OPDRACHT A
Som op onder welke omstandigheden Scharling volgens het tekstfragment over verbranding in het lichaam zijn gasmetingen uitvoerde.
OPDRACHT B
Schrijf het volgende stuk van de tekst over de verbrandingsonderzoeken van Liebig en Scharling, aansluitend op de laatste zin.

TEKSTFRAGMENT
* * *

Na grondig onderzoek publiceerde de Duitse scheikundige Justius von Liebig (1803-1870) dat niet koolstof en waterstof in het lichaam verbrandden, maar wel eiwitten, koolhydraten en vetten. In zijn oorspronkelijke theorie stelde Liebig dat zuurstof de verbranding veroorzaakte van vet en koolhydraten, het afbreken van eiwitten daarentegen gebeurde volgens hem via spieractiviteit.
De Deen Edvard August Scharling (1807-1866), Professor Chemie aan de Universiteit van Kopenhagen, wilde nagaan hoeveel koolstofdioxide een mens dagelijks uitademde. Voor het bekomen van een zo nauwkeurig mogelijk resultaat deed hij gasmetingen in uitzonderlijke condities:
Met directe metingen en niet door de analyse van het voedsel zoals Justius von Liebig (1803-1870);
Gedurende een behoorlijk lange tijd;
Onder bijna natuurlijke activiteitscondities.

* * *

GEGEVEN REGELS
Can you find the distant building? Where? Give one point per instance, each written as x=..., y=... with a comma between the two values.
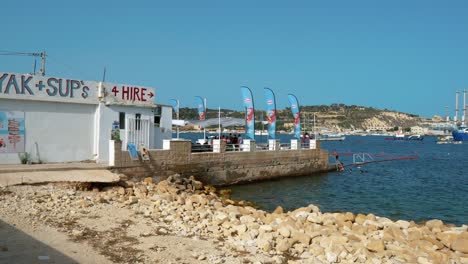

* * *

ANTWOORD A
- Met directe metingen en niet via de analyse van het voedsel zoals Liebig
- Gedurende een behoorlijk lange tijd
- Onder bijna natuurlijke activiteitscondities

ANTWOORD B
Hiervoor ontwikkelde Scharling een kamer van 1m³ die geschikt was voor onderzoek op mensen. Ze werd met een luchtpomp geventileerd en voor de absorptie van de koolstofdioxide werd de lucht door een kaliumcarbonaat-oplossing geleid. Scharling deed meerdere experimenten, bij een ervan moest een 30-jarige man zo lang mogelijk een zware ijzeren staaf tillen tot hij ervan zweette waarbij hij telkens een hoeveelheid koolstofdioxide produceerde die het drievoud was van die in rust.
De Duitse fysioloog Emil Dubois-Reymond (1818-1896) beschreef het 'actie-potentiaal' dat iedere spiercontractie begeleidt. Hij ontdekte het in een rustende spier aanwezige kleine voltagepotentiaal en noteerde dat die verminderde bij een spiercontractie.
Om dit te bereiken ontwikkelde hij één van de meest gevoelige galvanometers uit die tijd. Zijn 'Rheotome' had een spoel van vijf km draad met 24.000 omwentelingen en een switch met twee posities.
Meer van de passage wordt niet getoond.